### What is needed
Would you find each line in the entries below with the string "instance" and copy it?

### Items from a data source
------------

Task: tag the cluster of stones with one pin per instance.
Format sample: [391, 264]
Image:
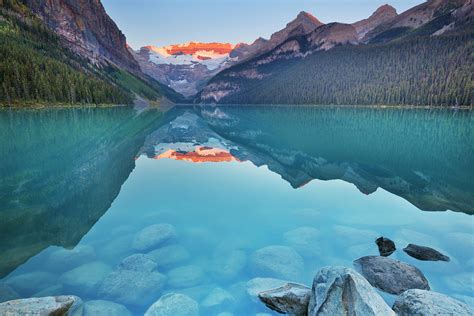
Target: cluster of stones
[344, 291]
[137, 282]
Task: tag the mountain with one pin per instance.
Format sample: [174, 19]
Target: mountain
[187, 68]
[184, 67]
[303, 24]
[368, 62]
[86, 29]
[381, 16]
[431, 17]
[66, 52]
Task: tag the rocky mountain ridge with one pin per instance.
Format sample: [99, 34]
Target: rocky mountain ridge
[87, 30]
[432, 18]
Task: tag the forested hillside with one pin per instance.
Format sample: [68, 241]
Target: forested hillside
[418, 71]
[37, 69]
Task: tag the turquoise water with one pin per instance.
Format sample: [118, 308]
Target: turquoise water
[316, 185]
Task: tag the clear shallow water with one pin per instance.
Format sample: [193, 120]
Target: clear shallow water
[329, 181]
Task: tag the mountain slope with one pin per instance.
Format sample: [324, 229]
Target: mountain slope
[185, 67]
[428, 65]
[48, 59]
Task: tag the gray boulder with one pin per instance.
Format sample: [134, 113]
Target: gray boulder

------------

### Answer box
Task: tag the cluster of stones with one pin per instance.
Task: tag the mountain with one pin per instance.
Task: tag the rocky mountain ridge with one pin per instance.
Task: tag the forested hillside with one pin per instance.
Task: tag the turquoise water with one pin per instance.
Task: tag the clear shallow water with one pin per instance.
Task: tag the mountain slope with one pin per instance.
Task: tag the gray boulder with one pin per instance.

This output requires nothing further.